- _TEXTAUSZUG_:
——————————

Oder die "lieben" Kollegen mit ihren vergifteten Komplimenten und abgrundtief bösen "Ach, und übrigens"-Bemerkungen, die sie einem am liebsten mit links, irgendwie im Vorübergehen, mitgeben. Nicht zu vergessen die Nachbarn. Alle: Vertreter des Homo sapiens glutealis. Alles Arschlöcher, gestern, heute, morgen.

Robert I. Sutton, 65, Management-Professor an der kalifornischen Stanford University, forscht am liebsten theorierektal, po-ologisch. Vor zwölf Jahren schrieb er mit "Der Arschloch-Faktor" einen Bestseller. Damals schon beschrieb er, dass Arschlöcher das Ineffizienteste sind, was es weit und breit gibt.

Herbe Karriereknicke

Sie schädigen gar nicht selten sich selbst. Das zeigen die herben Karriereknicke nicht weniger amerikanischer Wirtschaftskapitäne, die in den letzten Jahren von der Kommandobrücke geschmissen wurden. Nicht weil sie so übermäßig schlechte Ergebnisse einfuhren. Sondern weil das menschlich unpackbare Verhalten einer Linda Wachner, CEO des Textilkonzerns Warnaco, oder eines Albert "Chainsaw Al" (Kettensägen-Al) Dunlap nicht dazu taugten, die Belegschaft in einer Krise zu motivieren, und sie für Investoren eine Belastung darstellten.

Sutton erzählte damals von einer Firma, in der das leitende Management sich exakt ausrechnen ließ, wie viel sie in einem Geschäftsjahr ein sehr guter Verkäufer, der unbestritten ein Arschloch war, real kostete – und zogen ihm einen sechsstelligen Betrag vom Bonus ab.

Für den volkswirtschaftlichen Schaden führte Sutton einen neuen Begriff ein: Total Asshole Costs, TAC. Manche Firmen führten sogar auf der Basis von Suttons anthropologischen Enddarmerkenntnissen Verhaltensmaßregeln für einen zivilisierten Umgang ein. Mittlerweile ist aber innerhalb und außerhalb weißer und Weißer Häuser das erreicht, was der Ordinarius "peak asshole" nennt, den Kulminationspunkt der A-Gattung.

——————————

- _AUFGABE A_: Formatiere die Zeilen der Datensätze von der Zeile mit „bowl in the photo above.“ bis zu ihrem Ende als nummerierte Liste und lass dabei Leerzeilen weg.
Der Text und die Datensätze haben nichts miteinander zu tun.

——————————

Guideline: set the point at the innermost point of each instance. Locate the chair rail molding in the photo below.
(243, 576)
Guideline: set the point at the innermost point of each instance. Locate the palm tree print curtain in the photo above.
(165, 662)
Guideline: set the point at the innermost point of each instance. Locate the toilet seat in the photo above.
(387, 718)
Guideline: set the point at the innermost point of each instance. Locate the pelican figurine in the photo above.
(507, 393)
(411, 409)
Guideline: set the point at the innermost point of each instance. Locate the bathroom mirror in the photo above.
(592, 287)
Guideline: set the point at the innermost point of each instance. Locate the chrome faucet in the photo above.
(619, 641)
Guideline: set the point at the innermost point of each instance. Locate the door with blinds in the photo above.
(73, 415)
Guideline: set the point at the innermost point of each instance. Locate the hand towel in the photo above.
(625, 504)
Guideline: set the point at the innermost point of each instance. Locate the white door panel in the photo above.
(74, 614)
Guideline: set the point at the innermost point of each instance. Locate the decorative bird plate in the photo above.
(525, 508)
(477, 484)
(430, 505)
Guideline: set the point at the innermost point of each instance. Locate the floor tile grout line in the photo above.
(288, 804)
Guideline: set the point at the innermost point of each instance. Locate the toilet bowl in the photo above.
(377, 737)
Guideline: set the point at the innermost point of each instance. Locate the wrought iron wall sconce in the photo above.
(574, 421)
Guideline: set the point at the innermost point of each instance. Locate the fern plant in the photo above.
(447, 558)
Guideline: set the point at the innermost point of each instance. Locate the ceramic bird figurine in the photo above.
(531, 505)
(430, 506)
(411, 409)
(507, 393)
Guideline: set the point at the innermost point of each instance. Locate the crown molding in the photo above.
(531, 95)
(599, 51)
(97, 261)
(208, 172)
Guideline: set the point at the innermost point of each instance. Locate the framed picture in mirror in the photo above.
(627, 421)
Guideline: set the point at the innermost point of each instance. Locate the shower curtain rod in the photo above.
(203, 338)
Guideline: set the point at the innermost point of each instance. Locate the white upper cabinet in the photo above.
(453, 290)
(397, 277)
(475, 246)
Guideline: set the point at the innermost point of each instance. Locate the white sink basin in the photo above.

——————————

- _AUFGABE B_: Fasse den Textauszug über Suttons Forschung zu Arschlöchern in zwei Sätzen zusammen.

- _LÖSUNG A_:
1. Guideline: set the point at the innermost point of each instance. Locate the toilet bowl in the photo above.
2. (377, 737)
3. Guideline: set the point at the innermost point of each instance. Locate the wrought iron wall sconce in the photo above.
4. (574, 421)
5. Guideline: set the point at the innermost point of each instance. Locate the fern plant in the photo above.
6. (447, 558)
7. Guideline: set the point at the innermost point of each instance. Locate the ceramic bird figurine in the photo above.
8. (531, 505)
9. (430, 506)
10. (411, 409)
11. (507, 393)
12. Guideline: set the point at the innermost point of each instance. Locate the crown molding in the photo above.
13. (531, 95)
14. (599, 51)
15. (97, 261)
16. (208, 172)
17. Guideline: set the point at the innermost point of each instance. Locate the framed picture in mirror in the photo above.
18. (627, 421)
19. Guideline: set the point at the innermost point of each instance. Locate the shower curtain rod in the photo above.
20. (203, 338)
21. Guideline: set the point at the innermost point of each instance. Locate the white upper cabinet in the photo above.
22. (453, 290)
23. (397, 277)
24. (475, 246)
25. Guideline: set the point at the innermost point of each instance. Locate the white sink basin in the photo above.

- _LÖSUNG B_: Der Stanford-Professor Robert I. Sutton beschrieb schon vor zwölf Jahren in seinem Bestseller „Der Arschloch-Faktor“, dass Arschlöcher äußerst ineffizient sind und nicht selten sich selbst schaden, wie die Karriereknicke amerikanischer Wirtschaftskapitäne zeigen. Für den volkswirtschaftlichen Schaden führte er den Begriff Total Asshole Costs ein, manche Firmen schufen daraufhin Verhaltensregeln, und inzwischen ist nach Sutton der „peak asshole“ erreicht.